TEXT SHOWN:
+ + + + +
Current tests available to doctors have not been able to help predict who is at risk of developing the disease. However, the findings of a study published in Nature Medicine say this soon may change. The study was conducted by the Massachusetts General Hospital and looked at levels of five proteins in the blood of patients who were at a high risk of developing diabetes based on weight and fasting blood sugar.
”The study found that of the 2,422 individuals observed over a 12-year period, 201 individuals developed diabetes. According to researchers, the findings indicate that the levels of the five proteins were significantly associated with future diabetes. Researchers say that such protein profiling may help to detect patients who have a high risk of developing diabetes before they actually develop the disease”.
Metabolite profiles and the risk of developing diabetes
- Emerging technologies allow the high-throughput profiling of metabolic status from a blood specimen (metabolomics). We investigated whether metabolite profiles could predict the development of diabetes. Among 2,422 normoglycemic individuals followed for 12 years, 201 developed diabetes. Amino acids, amines and other polar metabolites were profiled in baseline specimens by liquid chromatography–tandem mass spectrometry (LC-MS). Cases and controls were matched for age, body mass index and fasting glucose. Five branched-chain and aromatic amino acids had highly significant associations with future diabetes: isoleucine, leucine, valine, tyrosine and phenylalanine. A combination of three amino acids predicted future diabetes (with a more than fivefold higher risk for individuals in top quartile). The results were replicated in an independent, prospective cohort. These findings underscore the potential key role of amino acid metabolism early in the pathogenesis of diabetes and suggest that amino acid profiles could aid in diabetes risk assessment.
+ + + + +
PROVIDED MATERIAL:
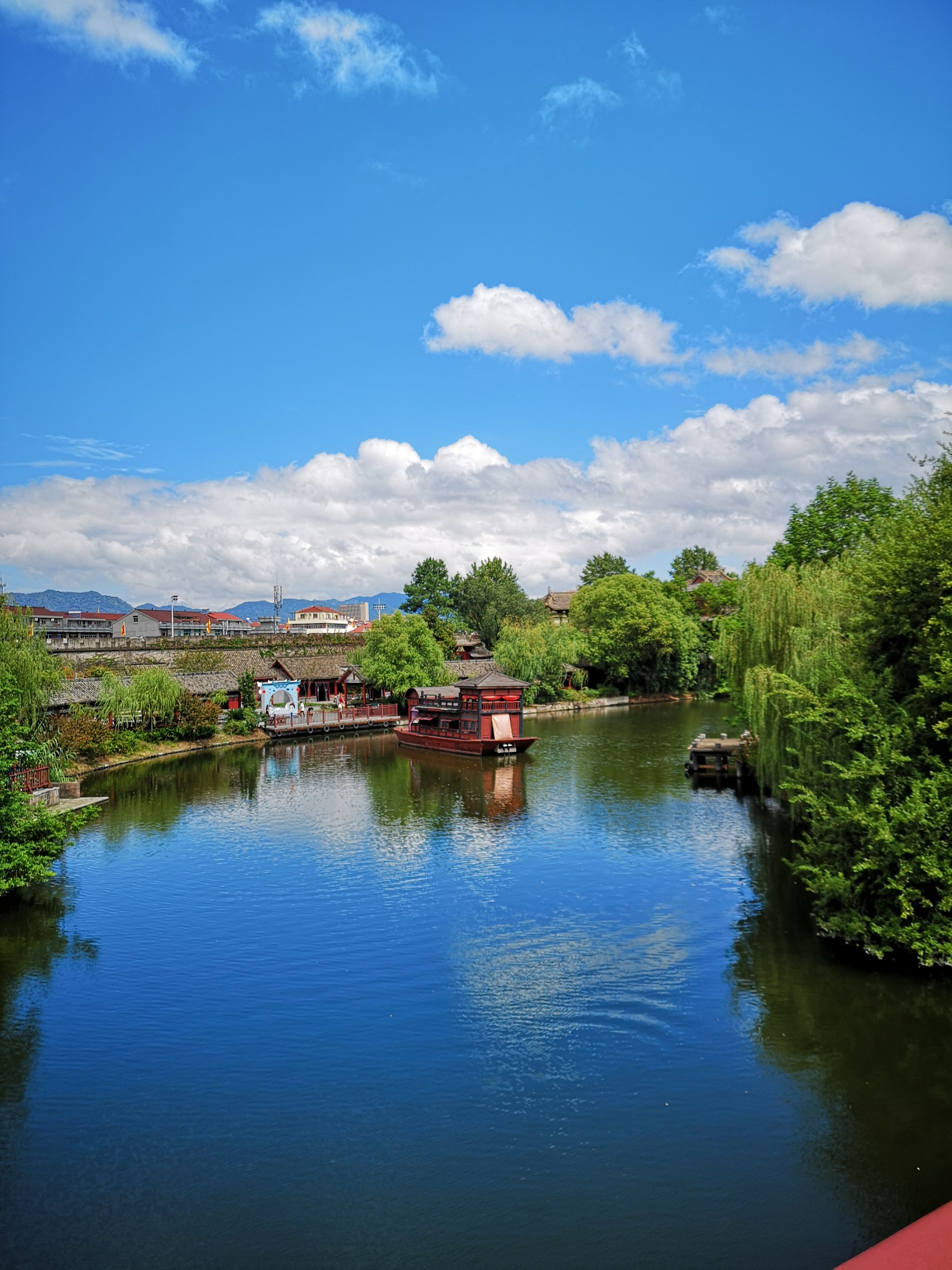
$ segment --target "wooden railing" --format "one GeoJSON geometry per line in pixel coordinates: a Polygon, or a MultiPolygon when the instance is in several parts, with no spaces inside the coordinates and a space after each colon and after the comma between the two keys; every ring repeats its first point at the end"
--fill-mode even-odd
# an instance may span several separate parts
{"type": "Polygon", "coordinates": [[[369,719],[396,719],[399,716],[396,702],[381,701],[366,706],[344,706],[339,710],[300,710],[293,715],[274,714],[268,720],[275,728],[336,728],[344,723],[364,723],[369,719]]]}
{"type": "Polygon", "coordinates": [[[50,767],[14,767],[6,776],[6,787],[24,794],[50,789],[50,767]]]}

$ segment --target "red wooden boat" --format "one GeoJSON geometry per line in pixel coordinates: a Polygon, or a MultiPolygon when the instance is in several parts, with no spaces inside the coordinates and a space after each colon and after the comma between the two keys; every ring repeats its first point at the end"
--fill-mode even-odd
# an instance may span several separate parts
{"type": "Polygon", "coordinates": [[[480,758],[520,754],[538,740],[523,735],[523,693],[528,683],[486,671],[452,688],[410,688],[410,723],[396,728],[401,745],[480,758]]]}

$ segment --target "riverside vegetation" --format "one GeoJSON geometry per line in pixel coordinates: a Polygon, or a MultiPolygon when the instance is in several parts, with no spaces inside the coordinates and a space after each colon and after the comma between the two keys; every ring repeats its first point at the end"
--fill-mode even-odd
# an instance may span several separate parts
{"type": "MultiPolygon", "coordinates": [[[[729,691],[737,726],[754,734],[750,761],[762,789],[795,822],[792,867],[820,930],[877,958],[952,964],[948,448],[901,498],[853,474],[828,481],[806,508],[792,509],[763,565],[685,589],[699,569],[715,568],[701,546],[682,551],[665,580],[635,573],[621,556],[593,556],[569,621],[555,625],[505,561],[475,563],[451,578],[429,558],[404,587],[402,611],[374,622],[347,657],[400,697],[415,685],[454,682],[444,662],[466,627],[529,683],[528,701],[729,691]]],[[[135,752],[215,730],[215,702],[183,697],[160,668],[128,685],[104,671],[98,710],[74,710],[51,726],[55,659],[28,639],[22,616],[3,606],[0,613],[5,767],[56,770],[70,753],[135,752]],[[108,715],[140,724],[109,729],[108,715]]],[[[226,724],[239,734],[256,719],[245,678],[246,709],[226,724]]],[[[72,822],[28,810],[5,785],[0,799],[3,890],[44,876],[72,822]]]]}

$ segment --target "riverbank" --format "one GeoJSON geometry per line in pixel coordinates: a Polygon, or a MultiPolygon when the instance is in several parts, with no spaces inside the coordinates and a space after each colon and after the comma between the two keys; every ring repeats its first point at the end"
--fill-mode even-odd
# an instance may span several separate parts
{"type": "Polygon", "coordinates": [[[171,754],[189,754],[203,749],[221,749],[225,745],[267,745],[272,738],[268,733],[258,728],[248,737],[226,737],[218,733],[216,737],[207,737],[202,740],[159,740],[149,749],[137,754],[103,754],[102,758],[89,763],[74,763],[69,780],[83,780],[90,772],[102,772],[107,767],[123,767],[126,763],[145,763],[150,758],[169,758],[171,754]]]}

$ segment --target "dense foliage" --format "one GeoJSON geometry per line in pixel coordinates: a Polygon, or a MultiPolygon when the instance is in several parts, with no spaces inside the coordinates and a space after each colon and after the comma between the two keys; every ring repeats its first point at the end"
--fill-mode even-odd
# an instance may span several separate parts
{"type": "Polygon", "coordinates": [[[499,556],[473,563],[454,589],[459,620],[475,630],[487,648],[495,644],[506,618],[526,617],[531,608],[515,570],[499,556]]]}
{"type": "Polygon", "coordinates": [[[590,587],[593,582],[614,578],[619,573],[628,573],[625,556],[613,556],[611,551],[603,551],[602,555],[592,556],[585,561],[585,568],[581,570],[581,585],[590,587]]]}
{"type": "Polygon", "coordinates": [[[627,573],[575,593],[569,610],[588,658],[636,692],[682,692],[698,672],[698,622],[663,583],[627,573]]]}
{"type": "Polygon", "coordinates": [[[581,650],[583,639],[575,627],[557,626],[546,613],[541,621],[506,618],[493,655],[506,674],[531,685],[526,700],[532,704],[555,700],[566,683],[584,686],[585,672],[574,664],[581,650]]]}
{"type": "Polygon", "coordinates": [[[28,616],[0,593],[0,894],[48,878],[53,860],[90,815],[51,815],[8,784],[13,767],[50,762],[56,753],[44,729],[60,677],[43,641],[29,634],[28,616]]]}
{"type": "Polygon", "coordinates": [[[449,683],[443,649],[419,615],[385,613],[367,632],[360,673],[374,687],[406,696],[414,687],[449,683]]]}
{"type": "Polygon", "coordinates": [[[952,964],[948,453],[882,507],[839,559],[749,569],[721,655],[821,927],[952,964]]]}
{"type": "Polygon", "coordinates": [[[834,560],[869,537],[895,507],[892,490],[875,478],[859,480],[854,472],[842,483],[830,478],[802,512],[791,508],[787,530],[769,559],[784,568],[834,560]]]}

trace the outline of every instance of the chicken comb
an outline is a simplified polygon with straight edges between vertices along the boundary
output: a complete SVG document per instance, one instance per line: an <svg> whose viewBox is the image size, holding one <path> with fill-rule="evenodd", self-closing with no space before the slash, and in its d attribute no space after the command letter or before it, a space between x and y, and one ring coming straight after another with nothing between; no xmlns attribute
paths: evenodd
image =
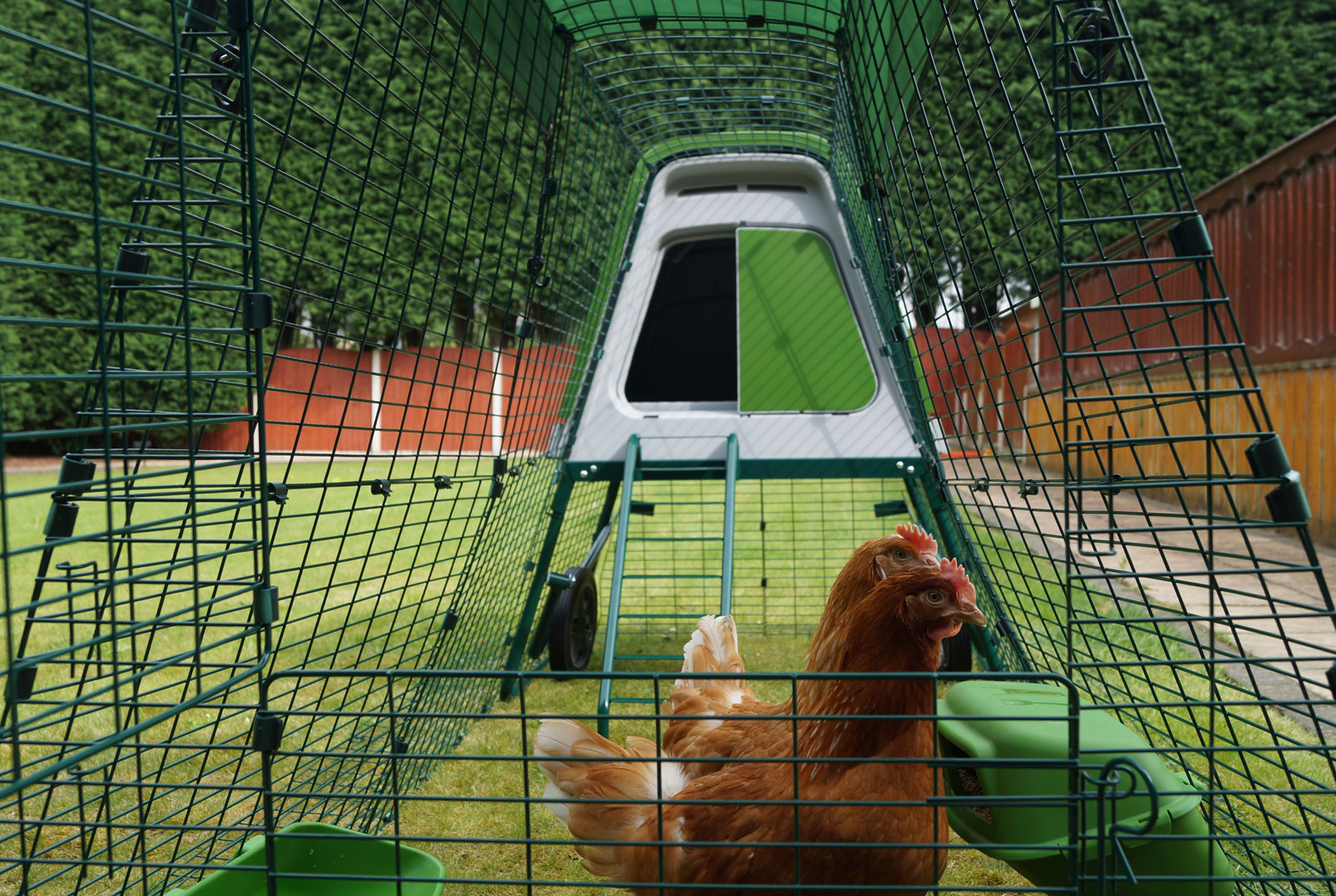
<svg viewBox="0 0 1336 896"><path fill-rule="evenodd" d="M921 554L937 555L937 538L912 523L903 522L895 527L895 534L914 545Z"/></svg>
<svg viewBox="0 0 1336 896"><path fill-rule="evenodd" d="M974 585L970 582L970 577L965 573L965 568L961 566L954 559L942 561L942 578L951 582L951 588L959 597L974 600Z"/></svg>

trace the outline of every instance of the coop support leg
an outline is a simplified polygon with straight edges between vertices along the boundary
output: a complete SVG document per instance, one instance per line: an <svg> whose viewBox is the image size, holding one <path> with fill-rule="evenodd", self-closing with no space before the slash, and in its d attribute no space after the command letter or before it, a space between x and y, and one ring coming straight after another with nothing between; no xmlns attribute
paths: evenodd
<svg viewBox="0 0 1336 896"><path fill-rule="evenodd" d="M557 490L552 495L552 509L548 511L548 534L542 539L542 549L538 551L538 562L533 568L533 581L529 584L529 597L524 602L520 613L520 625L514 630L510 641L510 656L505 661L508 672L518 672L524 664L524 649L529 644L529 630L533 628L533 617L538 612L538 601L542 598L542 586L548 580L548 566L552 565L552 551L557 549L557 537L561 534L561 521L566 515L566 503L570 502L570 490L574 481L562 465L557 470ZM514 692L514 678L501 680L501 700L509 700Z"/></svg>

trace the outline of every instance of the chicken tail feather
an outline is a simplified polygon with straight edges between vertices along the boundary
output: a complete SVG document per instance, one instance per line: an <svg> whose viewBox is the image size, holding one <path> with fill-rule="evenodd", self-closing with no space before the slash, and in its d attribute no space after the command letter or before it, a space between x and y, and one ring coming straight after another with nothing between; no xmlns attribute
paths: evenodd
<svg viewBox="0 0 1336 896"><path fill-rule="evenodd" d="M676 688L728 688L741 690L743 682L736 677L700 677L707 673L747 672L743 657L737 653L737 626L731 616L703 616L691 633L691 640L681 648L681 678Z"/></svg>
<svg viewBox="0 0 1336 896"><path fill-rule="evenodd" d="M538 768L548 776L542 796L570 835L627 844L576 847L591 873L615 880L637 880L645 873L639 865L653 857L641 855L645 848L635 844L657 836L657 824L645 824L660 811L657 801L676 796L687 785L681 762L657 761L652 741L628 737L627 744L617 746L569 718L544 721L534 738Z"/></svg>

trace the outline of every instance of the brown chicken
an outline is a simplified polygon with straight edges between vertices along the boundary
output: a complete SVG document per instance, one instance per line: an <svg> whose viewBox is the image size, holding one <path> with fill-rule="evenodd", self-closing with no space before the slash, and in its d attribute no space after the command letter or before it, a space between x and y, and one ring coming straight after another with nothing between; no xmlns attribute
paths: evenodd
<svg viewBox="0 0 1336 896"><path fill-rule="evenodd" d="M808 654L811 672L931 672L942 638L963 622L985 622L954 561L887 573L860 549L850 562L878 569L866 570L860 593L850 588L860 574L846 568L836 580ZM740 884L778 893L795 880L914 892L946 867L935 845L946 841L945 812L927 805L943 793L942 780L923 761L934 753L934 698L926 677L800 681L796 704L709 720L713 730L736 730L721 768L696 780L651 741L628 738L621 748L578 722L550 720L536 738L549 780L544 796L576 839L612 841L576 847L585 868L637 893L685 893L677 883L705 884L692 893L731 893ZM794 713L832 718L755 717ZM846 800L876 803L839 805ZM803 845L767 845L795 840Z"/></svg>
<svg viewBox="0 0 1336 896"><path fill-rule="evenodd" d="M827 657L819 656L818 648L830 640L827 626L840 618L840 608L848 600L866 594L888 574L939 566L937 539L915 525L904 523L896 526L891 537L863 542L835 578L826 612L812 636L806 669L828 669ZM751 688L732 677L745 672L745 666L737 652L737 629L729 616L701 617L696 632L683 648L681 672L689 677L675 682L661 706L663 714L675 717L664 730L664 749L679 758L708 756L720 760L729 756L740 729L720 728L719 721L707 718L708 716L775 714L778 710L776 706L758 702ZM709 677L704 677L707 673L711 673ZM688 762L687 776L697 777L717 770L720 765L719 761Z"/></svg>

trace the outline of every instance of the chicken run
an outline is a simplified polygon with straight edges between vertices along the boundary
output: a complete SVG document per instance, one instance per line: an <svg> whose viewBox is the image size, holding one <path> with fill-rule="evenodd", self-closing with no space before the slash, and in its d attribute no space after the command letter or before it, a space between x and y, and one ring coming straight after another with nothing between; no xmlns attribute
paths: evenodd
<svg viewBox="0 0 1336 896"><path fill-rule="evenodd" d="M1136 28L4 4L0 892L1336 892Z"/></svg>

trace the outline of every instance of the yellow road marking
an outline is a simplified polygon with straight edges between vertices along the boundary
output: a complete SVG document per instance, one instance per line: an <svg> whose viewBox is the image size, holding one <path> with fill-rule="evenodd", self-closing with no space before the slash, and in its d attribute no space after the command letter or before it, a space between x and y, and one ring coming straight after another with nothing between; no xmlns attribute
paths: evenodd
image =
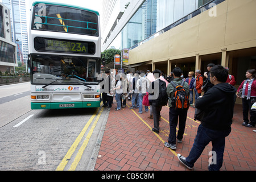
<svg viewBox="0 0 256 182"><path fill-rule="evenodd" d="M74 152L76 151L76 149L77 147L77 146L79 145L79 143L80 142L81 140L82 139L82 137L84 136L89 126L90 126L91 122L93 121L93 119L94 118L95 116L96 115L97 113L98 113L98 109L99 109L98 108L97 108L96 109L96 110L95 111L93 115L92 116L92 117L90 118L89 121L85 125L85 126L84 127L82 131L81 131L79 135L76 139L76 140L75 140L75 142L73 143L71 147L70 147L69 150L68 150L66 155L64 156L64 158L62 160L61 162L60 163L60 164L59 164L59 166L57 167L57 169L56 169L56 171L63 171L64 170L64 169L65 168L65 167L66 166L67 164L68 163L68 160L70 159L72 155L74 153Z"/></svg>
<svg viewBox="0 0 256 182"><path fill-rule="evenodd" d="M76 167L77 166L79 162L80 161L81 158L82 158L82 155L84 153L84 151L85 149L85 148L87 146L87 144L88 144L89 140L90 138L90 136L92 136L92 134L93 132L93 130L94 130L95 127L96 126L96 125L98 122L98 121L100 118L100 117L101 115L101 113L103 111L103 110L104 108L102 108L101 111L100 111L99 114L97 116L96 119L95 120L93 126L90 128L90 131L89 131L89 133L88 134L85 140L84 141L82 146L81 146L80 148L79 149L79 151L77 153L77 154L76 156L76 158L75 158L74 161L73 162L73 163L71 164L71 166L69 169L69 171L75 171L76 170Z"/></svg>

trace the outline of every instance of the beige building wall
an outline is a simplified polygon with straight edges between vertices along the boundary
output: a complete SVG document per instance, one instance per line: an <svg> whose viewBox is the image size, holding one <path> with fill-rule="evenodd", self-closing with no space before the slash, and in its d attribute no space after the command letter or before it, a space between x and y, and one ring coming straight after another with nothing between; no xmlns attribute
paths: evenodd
+ + + + +
WHAT NEEDS TO BE DONE:
According to the text on predicting diabetes risk, which five amino acids had highly significant associations with future diabetes?

EXERCISE RESULT:
Isoleucine, leucine, valine, tyrosine and phenylalanine.